> [Task description]
Once more, print the records exactly as given.

> [The data]
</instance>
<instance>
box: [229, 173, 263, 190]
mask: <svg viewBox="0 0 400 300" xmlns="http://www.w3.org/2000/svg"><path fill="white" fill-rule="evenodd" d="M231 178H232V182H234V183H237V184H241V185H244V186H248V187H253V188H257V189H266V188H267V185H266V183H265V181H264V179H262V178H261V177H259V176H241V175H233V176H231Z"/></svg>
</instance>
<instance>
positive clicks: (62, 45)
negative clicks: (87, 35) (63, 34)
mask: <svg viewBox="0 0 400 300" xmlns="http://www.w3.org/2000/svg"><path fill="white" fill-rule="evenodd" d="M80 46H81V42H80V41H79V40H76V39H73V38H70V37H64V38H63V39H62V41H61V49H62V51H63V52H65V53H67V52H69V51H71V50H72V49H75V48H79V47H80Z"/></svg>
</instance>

> [Your solution]
</instance>
<instance>
box: [229, 173, 263, 190]
mask: <svg viewBox="0 0 400 300" xmlns="http://www.w3.org/2000/svg"><path fill="white" fill-rule="evenodd" d="M231 178H232V182H234V183H237V184H241V185H244V186H248V187H253V188H257V189H266V188H267V185H266V183H265V181H264V179H262V178H261V177H259V176H241V175H233V176H231Z"/></svg>
</instance>
<instance>
positive clicks: (62, 45)
negative clicks: (87, 35) (63, 34)
mask: <svg viewBox="0 0 400 300" xmlns="http://www.w3.org/2000/svg"><path fill="white" fill-rule="evenodd" d="M80 46H81V42H80V41H79V40H76V39H73V38H70V37H64V38H63V39H62V41H61V49H62V51H63V52H65V53H67V52H69V51H71V50H72V49H75V48H79V47H80Z"/></svg>
</instance>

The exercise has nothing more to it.